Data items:
════════════════

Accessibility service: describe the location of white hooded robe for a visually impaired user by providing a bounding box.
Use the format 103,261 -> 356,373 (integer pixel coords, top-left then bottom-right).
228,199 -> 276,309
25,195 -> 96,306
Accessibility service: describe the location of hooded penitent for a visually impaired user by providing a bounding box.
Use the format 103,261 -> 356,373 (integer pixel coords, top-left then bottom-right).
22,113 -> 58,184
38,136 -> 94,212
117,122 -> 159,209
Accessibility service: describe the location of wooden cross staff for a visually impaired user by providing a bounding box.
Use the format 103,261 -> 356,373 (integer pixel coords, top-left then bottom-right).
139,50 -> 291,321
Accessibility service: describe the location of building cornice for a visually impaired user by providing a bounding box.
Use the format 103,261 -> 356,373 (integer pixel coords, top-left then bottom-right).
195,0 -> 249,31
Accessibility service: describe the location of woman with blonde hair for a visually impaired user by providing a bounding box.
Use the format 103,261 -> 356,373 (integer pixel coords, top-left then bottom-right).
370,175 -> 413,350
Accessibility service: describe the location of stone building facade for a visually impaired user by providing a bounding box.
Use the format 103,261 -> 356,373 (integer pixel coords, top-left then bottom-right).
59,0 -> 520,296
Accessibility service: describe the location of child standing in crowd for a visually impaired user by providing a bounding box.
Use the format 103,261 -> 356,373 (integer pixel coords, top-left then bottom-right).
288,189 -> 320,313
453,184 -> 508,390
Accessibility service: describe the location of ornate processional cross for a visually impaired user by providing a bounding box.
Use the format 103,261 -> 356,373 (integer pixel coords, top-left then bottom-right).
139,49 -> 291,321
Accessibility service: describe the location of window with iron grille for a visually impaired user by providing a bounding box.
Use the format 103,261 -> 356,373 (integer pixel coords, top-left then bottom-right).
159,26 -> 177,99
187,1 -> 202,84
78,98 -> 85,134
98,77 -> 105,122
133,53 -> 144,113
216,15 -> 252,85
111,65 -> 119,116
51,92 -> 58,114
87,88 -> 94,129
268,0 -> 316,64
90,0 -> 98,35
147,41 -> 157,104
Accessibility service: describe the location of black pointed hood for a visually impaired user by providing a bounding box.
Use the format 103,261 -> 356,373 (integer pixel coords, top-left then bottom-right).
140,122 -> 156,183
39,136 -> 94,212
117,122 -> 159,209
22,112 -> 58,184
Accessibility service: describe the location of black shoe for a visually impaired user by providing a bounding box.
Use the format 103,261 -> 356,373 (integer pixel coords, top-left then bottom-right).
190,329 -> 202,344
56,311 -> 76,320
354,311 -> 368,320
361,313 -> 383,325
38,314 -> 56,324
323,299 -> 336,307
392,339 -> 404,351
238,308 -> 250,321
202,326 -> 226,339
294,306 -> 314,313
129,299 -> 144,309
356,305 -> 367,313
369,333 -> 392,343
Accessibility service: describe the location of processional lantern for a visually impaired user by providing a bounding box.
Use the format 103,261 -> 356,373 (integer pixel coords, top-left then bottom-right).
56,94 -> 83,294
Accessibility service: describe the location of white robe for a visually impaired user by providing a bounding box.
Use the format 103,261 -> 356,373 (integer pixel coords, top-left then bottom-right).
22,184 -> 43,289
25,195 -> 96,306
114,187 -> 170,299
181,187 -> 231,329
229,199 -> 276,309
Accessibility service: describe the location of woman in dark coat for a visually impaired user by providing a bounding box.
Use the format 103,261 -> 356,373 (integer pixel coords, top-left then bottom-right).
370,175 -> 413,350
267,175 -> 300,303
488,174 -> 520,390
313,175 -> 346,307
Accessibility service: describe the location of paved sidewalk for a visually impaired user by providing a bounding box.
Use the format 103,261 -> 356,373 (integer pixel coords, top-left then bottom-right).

════════════════

#### To be done
Copy all of the entries above line for line, keeping every character unchanged.

#### Expected answer
Accessibility service: describe the location of white hooded robe for a visually impaired user by providing a bounding box.
Use the format 103,261 -> 356,373 (integer pixel coords, top-left then bottom-right).
228,199 -> 276,309
25,195 -> 96,306
Accessibility service: describe the location of hooded penitent for a visually impaired user by providing a bounding box.
Use the format 103,261 -> 356,373 (integer pixel coords, top-left then bottom-right).
22,113 -> 58,184
38,136 -> 94,212
117,122 -> 159,209
Accessibility service: describe the location of wooden cross staff for a visually impaired user by providing a bounding box.
Use the format 103,261 -> 356,373 (integer pixel coords, top-left then bottom-right).
139,50 -> 291,321
Accessibility service: describe the location of building cornice for a visually impaired user by providing a bounding box.
Use the format 103,261 -> 356,373 (integer pixel coords, top-left then bottom-right).
195,0 -> 249,31
Accessibility service: describe the location of woman with blonde hair for a visually impaired user by providing a bounding box.
Use the format 103,261 -> 356,373 (integer pixel coords, top-left then bottom-right).
370,175 -> 413,350
Accessibility service: describe the location of stone building facade for a visually impaired user by providing a bounding box.
Use the format 103,261 -> 356,373 (integer pixel coords, top-left then bottom-right).
59,0 -> 520,296
Accessibility service: describe the location of child standing in crowd for a visually impaired user by providing a bounding box.
Use the format 103,261 -> 356,373 (integer pixel coords, top-left then bottom-right).
288,189 -> 320,313
453,184 -> 508,390
Accessibility service: describe the location of ornate processional cross for a visually impaired user by providing a bounding box.
Use the format 103,261 -> 356,373 (integer pixel coords, top-left then bottom-right).
139,49 -> 291,321
Accessibility service: describe the location of window with iron grille for a visually impaired user by providing a bounding box.
Use the format 103,261 -> 356,373 (integer pixel coords, top-left then bottom-right).
159,26 -> 177,99
187,1 -> 202,84
78,98 -> 85,134
98,77 -> 105,122
133,53 -> 144,113
216,15 -> 252,85
111,65 -> 119,116
51,92 -> 58,114
87,88 -> 94,129
268,0 -> 316,64
90,0 -> 98,35
147,41 -> 157,104
Accessibility service: describe the location of black pointed hood for a visually impaired user by providing a bounding box.
Use the format 103,261 -> 356,373 (integer pixel coords, top-left then bottom-right).
140,122 -> 156,183
39,136 -> 94,212
117,122 -> 159,209
22,112 -> 58,184
Accessibility service: describe the location of black shoe for a visually impaired user by providing a bounding box.
Use the format 103,261 -> 356,373 (integer pixel coords, top-left then bottom-right).
190,329 -> 202,344
56,311 -> 76,320
354,311 -> 368,320
361,313 -> 383,325
38,314 -> 56,324
323,299 -> 336,307
392,339 -> 404,351
238,308 -> 250,321
202,326 -> 226,339
294,306 -> 314,313
129,299 -> 144,309
356,305 -> 367,313
369,333 -> 392,343
Accessibility service: describe the location of processional lantern for a visually impaired user by providing a bounding box.
Use the format 103,261 -> 356,373 (integer pixel coords, top-left then bottom-right).
56,94 -> 83,294
Accessibility service: describe the location of white robe for a visually impaired user by providing a bounding box.
Use the format 103,261 -> 356,373 (integer pixel coords, top-left then bottom-right).
22,184 -> 43,289
25,195 -> 96,306
114,187 -> 170,299
181,187 -> 231,329
229,199 -> 276,309
Accessibility service: describe the location of woman in dark coat for a visually impaired user by providing a bounding box.
Use the format 103,261 -> 356,373 (integer pixel coords, top-left then bottom-right).
370,175 -> 413,350
267,175 -> 300,303
488,174 -> 520,390
313,175 -> 346,307
Accessibility service: describe the location of paved sidewalk for a visually impaired user by providing a bounding box.
Use the format 103,261 -> 356,373 (integer pixel coords, top-left then bottom-right).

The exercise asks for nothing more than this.